SHORT TASK: Count the lines in the records below that contain the word "noun". Reply with that number only.

INFORMATION SHOWN:
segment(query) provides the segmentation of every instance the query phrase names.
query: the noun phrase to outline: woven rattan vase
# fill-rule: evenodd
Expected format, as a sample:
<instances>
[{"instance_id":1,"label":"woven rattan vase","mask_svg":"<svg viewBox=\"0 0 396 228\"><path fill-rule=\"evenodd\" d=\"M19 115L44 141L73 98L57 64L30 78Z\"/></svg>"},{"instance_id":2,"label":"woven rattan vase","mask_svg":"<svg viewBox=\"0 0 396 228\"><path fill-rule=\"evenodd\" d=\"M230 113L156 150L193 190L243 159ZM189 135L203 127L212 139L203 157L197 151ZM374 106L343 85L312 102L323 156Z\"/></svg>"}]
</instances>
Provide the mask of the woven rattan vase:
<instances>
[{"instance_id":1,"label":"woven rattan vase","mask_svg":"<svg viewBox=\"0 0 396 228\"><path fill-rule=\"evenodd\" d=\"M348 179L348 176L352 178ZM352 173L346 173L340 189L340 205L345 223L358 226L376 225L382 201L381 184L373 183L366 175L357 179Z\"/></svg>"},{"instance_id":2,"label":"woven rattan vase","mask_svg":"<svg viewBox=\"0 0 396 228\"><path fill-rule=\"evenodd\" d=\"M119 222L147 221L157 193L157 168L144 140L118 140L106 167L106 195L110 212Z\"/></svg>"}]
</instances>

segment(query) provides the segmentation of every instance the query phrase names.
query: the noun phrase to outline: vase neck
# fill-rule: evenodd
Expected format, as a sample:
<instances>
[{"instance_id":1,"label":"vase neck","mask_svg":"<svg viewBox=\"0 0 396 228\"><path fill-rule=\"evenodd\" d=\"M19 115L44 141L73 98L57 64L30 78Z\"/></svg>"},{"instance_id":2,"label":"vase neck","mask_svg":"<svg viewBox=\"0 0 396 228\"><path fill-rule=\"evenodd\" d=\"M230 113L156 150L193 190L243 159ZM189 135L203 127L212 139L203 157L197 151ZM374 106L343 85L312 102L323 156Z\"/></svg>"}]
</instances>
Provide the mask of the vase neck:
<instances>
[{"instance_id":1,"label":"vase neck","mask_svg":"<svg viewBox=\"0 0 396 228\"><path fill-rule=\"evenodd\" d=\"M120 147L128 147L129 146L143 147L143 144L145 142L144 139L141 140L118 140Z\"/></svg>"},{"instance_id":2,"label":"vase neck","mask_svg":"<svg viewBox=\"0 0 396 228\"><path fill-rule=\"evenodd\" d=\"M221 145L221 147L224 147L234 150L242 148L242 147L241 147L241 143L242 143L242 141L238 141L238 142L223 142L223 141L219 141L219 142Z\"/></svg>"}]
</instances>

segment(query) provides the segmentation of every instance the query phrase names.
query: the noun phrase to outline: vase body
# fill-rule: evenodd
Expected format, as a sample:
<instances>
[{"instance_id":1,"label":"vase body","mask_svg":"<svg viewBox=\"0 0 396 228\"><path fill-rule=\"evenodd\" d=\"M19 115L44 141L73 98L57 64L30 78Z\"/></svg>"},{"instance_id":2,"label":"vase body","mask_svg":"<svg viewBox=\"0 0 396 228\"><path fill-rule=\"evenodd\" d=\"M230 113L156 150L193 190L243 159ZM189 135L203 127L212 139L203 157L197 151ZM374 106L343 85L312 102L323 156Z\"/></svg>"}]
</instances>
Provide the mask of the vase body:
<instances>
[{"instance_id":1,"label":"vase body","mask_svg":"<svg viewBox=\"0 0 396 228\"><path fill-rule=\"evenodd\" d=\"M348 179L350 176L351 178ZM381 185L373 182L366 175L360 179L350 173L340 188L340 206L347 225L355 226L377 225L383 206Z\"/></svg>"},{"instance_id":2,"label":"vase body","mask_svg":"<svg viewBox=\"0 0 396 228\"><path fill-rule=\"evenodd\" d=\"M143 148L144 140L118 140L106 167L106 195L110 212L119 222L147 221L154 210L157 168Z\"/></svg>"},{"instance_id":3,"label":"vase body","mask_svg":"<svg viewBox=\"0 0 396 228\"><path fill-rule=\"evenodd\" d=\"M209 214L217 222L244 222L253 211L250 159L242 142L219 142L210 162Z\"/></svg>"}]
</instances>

FINAL RESULT: 3